Photo-based point labeling data:
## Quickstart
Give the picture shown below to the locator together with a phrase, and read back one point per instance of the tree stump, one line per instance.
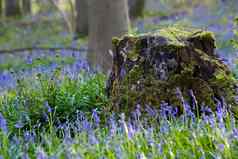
(148, 69)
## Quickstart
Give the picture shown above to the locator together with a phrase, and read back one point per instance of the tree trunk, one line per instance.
(82, 17)
(148, 69)
(136, 8)
(26, 6)
(12, 8)
(107, 18)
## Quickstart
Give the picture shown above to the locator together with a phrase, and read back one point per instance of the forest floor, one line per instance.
(52, 104)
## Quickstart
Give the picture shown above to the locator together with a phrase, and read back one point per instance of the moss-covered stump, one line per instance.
(149, 68)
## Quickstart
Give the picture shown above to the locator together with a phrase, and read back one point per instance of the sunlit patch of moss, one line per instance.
(192, 65)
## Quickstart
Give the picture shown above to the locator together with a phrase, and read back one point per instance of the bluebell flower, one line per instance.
(41, 154)
(3, 123)
(96, 117)
(19, 125)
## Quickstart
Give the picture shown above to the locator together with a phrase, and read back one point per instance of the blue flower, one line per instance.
(3, 124)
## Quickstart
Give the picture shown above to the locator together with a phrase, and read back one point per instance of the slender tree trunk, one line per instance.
(136, 8)
(107, 18)
(26, 6)
(82, 17)
(12, 8)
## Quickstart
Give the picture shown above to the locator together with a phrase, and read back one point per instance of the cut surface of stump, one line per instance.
(149, 68)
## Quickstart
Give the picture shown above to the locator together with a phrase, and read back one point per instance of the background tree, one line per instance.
(26, 6)
(81, 17)
(107, 18)
(136, 8)
(12, 8)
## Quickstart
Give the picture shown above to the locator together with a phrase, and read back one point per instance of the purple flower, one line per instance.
(49, 109)
(95, 117)
(3, 124)
(29, 137)
(152, 112)
(92, 139)
(19, 125)
(194, 100)
(41, 154)
(235, 133)
(221, 147)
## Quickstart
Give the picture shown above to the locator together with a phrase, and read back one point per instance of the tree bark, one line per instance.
(26, 6)
(82, 17)
(107, 18)
(12, 8)
(148, 69)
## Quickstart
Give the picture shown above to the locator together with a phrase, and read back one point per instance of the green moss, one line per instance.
(191, 67)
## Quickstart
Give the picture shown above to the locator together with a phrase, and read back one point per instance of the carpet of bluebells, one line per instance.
(52, 105)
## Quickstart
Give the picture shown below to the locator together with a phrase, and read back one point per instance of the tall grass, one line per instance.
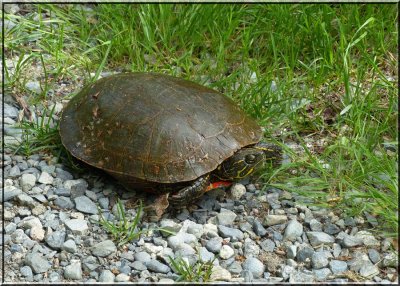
(309, 73)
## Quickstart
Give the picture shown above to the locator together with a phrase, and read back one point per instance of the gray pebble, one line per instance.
(293, 230)
(142, 256)
(369, 271)
(247, 275)
(14, 172)
(104, 203)
(85, 205)
(267, 245)
(122, 277)
(390, 259)
(104, 248)
(235, 268)
(251, 249)
(322, 274)
(351, 241)
(233, 233)
(275, 219)
(26, 200)
(255, 266)
(320, 259)
(205, 255)
(337, 266)
(63, 175)
(56, 239)
(77, 226)
(69, 246)
(26, 271)
(336, 250)
(226, 217)
(156, 266)
(106, 276)
(291, 251)
(317, 238)
(45, 178)
(214, 244)
(27, 182)
(64, 203)
(74, 270)
(33, 86)
(37, 262)
(10, 111)
(259, 228)
(359, 259)
(220, 274)
(304, 276)
(226, 252)
(54, 277)
(315, 225)
(304, 252)
(331, 228)
(237, 191)
(139, 265)
(62, 192)
(10, 193)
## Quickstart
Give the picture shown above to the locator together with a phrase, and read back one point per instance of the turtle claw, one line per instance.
(188, 194)
(158, 207)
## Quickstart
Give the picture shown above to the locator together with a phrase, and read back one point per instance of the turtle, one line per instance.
(163, 134)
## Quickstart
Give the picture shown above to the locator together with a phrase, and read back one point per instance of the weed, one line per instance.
(122, 229)
(198, 272)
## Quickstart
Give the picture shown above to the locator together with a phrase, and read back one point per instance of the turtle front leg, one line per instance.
(188, 194)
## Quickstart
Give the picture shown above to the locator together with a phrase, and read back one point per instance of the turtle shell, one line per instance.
(154, 127)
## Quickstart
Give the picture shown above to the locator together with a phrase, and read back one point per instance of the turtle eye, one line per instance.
(250, 159)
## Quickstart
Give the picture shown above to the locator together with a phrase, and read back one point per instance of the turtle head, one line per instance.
(247, 160)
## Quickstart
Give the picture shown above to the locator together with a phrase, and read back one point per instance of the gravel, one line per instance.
(251, 233)
(255, 266)
(104, 248)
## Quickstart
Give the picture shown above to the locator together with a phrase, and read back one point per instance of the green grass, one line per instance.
(124, 229)
(334, 69)
(198, 272)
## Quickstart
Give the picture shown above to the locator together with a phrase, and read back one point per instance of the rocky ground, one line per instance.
(51, 232)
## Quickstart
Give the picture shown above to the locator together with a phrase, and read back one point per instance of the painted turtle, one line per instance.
(163, 134)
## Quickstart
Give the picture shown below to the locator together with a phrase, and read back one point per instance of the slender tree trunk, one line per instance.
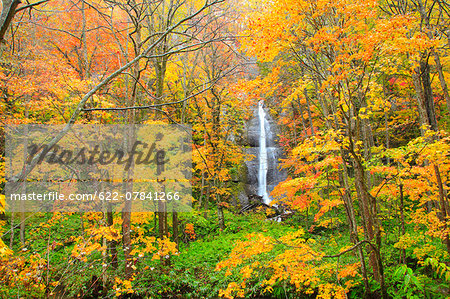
(437, 60)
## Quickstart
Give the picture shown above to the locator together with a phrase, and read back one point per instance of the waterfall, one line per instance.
(263, 164)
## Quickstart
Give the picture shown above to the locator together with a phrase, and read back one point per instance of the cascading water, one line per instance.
(263, 164)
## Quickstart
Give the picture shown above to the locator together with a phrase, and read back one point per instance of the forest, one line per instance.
(318, 161)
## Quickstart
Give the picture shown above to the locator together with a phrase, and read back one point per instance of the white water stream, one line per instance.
(263, 164)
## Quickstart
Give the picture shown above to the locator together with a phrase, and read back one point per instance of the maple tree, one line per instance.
(358, 89)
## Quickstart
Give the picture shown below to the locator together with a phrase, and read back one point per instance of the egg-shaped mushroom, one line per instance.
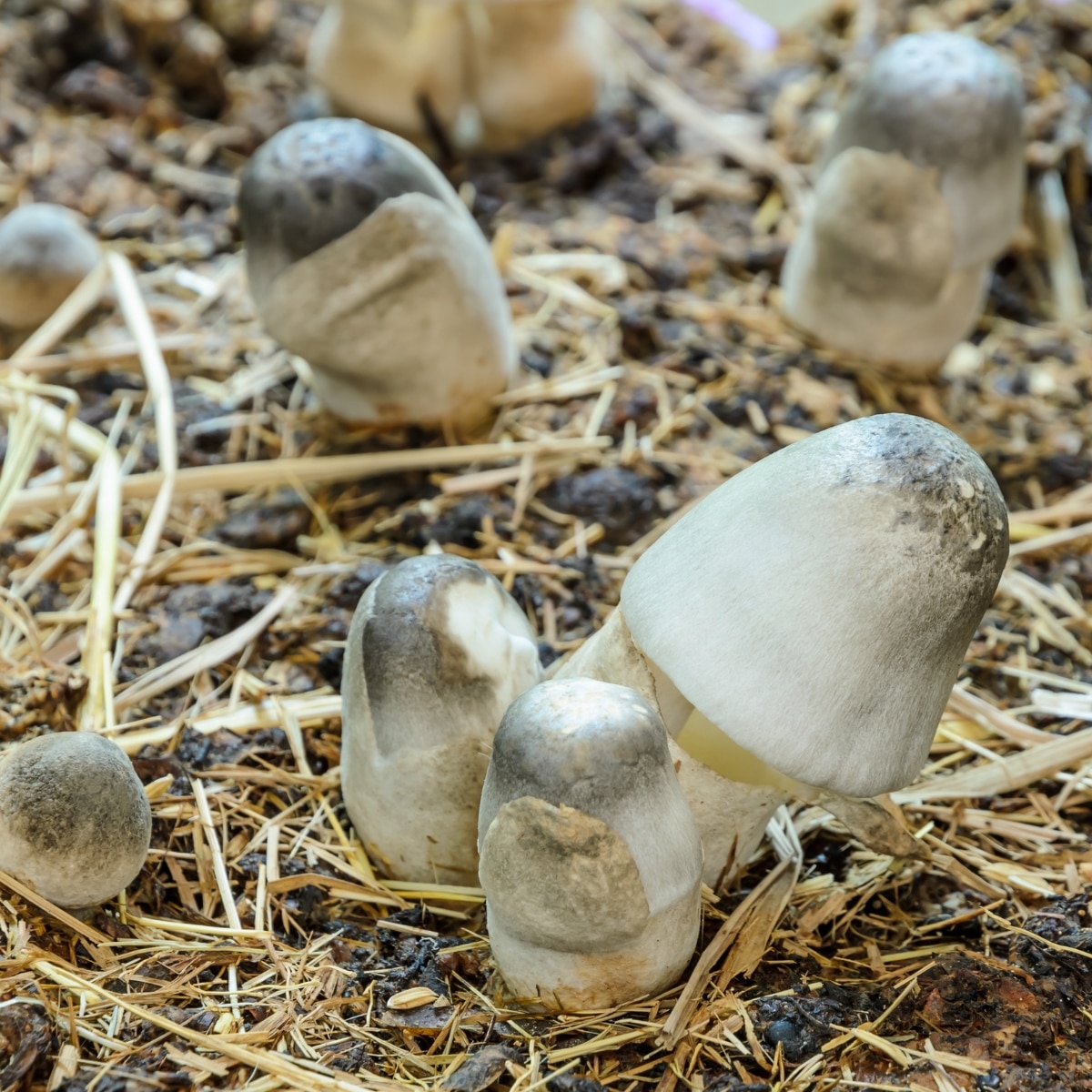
(591, 860)
(802, 628)
(45, 252)
(436, 653)
(363, 260)
(76, 824)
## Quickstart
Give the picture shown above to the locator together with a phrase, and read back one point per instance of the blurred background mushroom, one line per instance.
(591, 861)
(76, 824)
(490, 75)
(363, 260)
(45, 252)
(436, 653)
(877, 268)
(802, 628)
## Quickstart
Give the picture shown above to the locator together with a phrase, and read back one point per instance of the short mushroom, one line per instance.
(591, 861)
(872, 270)
(75, 822)
(45, 252)
(491, 76)
(436, 653)
(949, 102)
(363, 260)
(802, 628)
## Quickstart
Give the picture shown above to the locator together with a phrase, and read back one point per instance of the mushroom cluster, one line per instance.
(921, 188)
(436, 653)
(363, 260)
(591, 861)
(490, 75)
(45, 252)
(75, 820)
(801, 631)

**Written request**
The records above must be echoed exactly, minus their pictures.

**Output for this exercise**
## Quickstart
Give the picture shown below to the locator together with a phrase, and read back one point per instance of the tree stump, one line per instance.
(148, 69)
## Quickstart
Give the picture shown above to the locator together with a phrase, and read back one point per instance of the tree trunk, one line per instance.
(82, 17)
(148, 69)
(136, 8)
(26, 6)
(12, 8)
(107, 18)
## Quickstart
Give the picture shown above to the locator together with a phrase, and read back one point per instance of the forest floor, one line per instance.
(52, 104)
## Quickstart
Give the picture shown above to the locator together with a phrase, and read back one point per instance of the moss-covered stump, one line per instance.
(149, 68)
## Quickstart
Give the picture shown above to the locator together with a phrase, and read back one point per instance of the sunlit patch of moss, one line per instance.
(192, 65)
## Quickstart
Give the picture shown above to the locator together with a phrase, and read back one point per instance of the bluebell flower, one line per instance.
(41, 154)
(3, 123)
(96, 117)
(19, 125)
## Quickstart
Give the picture shown above to the locator together with a phrase, and read back one point per instance of the blue flower, one line per instance.
(3, 124)
## Quickstart
Give the picture shown above to the locator together with a phrase, and read back one point per instance of the slender tree trunk, one line per instance.
(136, 8)
(107, 18)
(26, 6)
(82, 17)
(12, 8)
## Quickstart
Give the picture shown above to the locator together with a phrase, and read back one point per instance of the cut surface of stump, one line per instance.
(149, 68)
## Quickstart
Give the picture shown above to the locator together with a phrase, and read back one point per instance of the background tree, one line per instance.
(26, 6)
(81, 17)
(107, 18)
(136, 8)
(12, 8)
## Quickstart
Give the picture shown above to the locator together with a phrase, and read back one point per instance of the purple flower, one line per instance.
(49, 109)
(95, 117)
(3, 124)
(29, 137)
(152, 112)
(92, 139)
(19, 125)
(194, 100)
(41, 154)
(235, 133)
(221, 147)
## Quickstart
Give the picture shown above to the locator together with a phrase, and read back one point per instance of the tree bark, one line per instance.
(26, 6)
(82, 17)
(107, 18)
(12, 8)
(148, 69)
## Quickstart
Give the picture shown above to the locator together with a phrase, and read back one point per instance of the green moss, one line per instance.
(191, 67)
## Quickstart
Give the picture shown above to the locator together with a phrase, and read back one point per instance of the carpet of bluebells, one line per instance.
(52, 105)
## Quickstart
Give the picture shown below to the locator together with a phrase, and read back one point per instance of the tall grass, one line per instance.
(309, 73)
## Quickstart
Give the picture shown above to the locator together with a phrase, and read back one point per instance of the gray pebble, one line per instance.
(293, 230)
(142, 256)
(369, 271)
(247, 275)
(14, 172)
(104, 203)
(85, 205)
(267, 245)
(122, 277)
(390, 259)
(104, 248)
(235, 268)
(251, 249)
(322, 274)
(351, 241)
(233, 233)
(275, 219)
(26, 200)
(255, 266)
(320, 259)
(205, 255)
(337, 266)
(63, 175)
(56, 239)
(77, 226)
(69, 246)
(26, 271)
(336, 250)
(226, 217)
(156, 266)
(106, 276)
(291, 251)
(317, 238)
(45, 178)
(214, 244)
(27, 182)
(64, 203)
(74, 270)
(33, 86)
(37, 262)
(10, 111)
(259, 228)
(359, 259)
(220, 274)
(304, 276)
(226, 252)
(54, 277)
(315, 225)
(304, 252)
(331, 228)
(237, 191)
(139, 265)
(62, 192)
(10, 193)
## Quickstart
Give the picture shown above to the locator together with a phrase, and read back one point per instance of the turtle claw, one line per instance.
(188, 194)
(158, 207)
## Quickstart
Give the picture shown above to the locator together with a phrase, and read back one point per instance of the turtle, one line per instance.
(163, 134)
## Quickstart
Give the picture shown above to the locator together with a phrase, and read back one point per instance of the weed, one line per instance.
(122, 229)
(198, 272)
## Quickstart
Give the picture shown above to the locator together with a phrase, and read back one point per instance of the turtle front leg, one line per instance.
(188, 194)
## Quickstart
Give the picture shown above to the locator together with a phrase, and read back one point per instance of the turtle shell, one line per instance.
(154, 127)
## Quickstart
Give the picture shown above to the locator together with a phrase, and read back one point per instance of the turtle eye, one line per instance.
(250, 159)
## Quickstart
Give the picture shown above to the locator together with a phrase, and read back one point per instance of the turtle head, one line per instance.
(247, 160)
## Quickstart
Give the picture shown above to the locator together with a phrase, and read back one point per instance of the gravel, one line per instance.
(251, 233)
(255, 266)
(104, 248)
## Quickstart
Give the picture shown above to the locator together with a phrase, and read back one point per instance of the green grass, one line per instance.
(124, 229)
(334, 69)
(198, 272)
## Quickstart
Give the picture shown above to the locator together with a phrase, and read back one point per instance of the rocky ground, one line per instance.
(51, 232)
## Quickstart
Give the picture shown above to the locator together with a phrase, and read back one point per instance of the painted turtle, one line per instance.
(163, 134)
## Quickstart
Give the picture shown below to the locator together with a phrase, and read back one point per instance of the slender tree trunk, one line per instance.
(437, 60)
## Quickstart
Give the picture shown above to the locator together with a phrase, and read back one point per instance of the waterfall, one line per instance.
(263, 164)
## Quickstart
Give the picture shown above to the locator together with a phrase, and read back one point per instance of the cascading water, one line per instance.
(263, 164)
## Quickstart
Give the picture shown above to the locator together with a phrase, and read back one point per instance of the forest, one line per instance.
(318, 161)
## Quickstart
Give the picture shown above to the locator together with a phrase, and read back one point per instance of the white water stream, one line per instance.
(263, 164)
## Quickstart
Give the picture shown above to the locator together with a phrase, and read back one point per instance of the maple tree, one line per instance.
(358, 89)
## Quickstart
Give the picture shown below to the locator together with a phrase, and read back one point per instance of the egg-shaped mushroom, one line per instance.
(591, 860)
(802, 628)
(45, 252)
(436, 653)
(363, 260)
(76, 824)
## Quickstart
Give the picture shown above to the locator together with a phrase, and read back one point per instance of the blurred background mushroom, one line per instance.
(591, 861)
(76, 824)
(490, 75)
(363, 260)
(45, 252)
(436, 653)
(877, 268)
(802, 628)
## Quickstart
Give the picture shown above to the locator together with a phrase, and read back one point per instance of the short mushroom, one line per instance.
(591, 861)
(872, 270)
(75, 822)
(45, 252)
(491, 76)
(436, 653)
(949, 102)
(363, 260)
(802, 628)
## Quickstart
Give the picture shown above to the locator together with a phrase, and read back one point per instance of the mushroom cluster, one line per instance.
(921, 188)
(436, 653)
(363, 260)
(591, 861)
(490, 75)
(45, 252)
(75, 820)
(801, 631)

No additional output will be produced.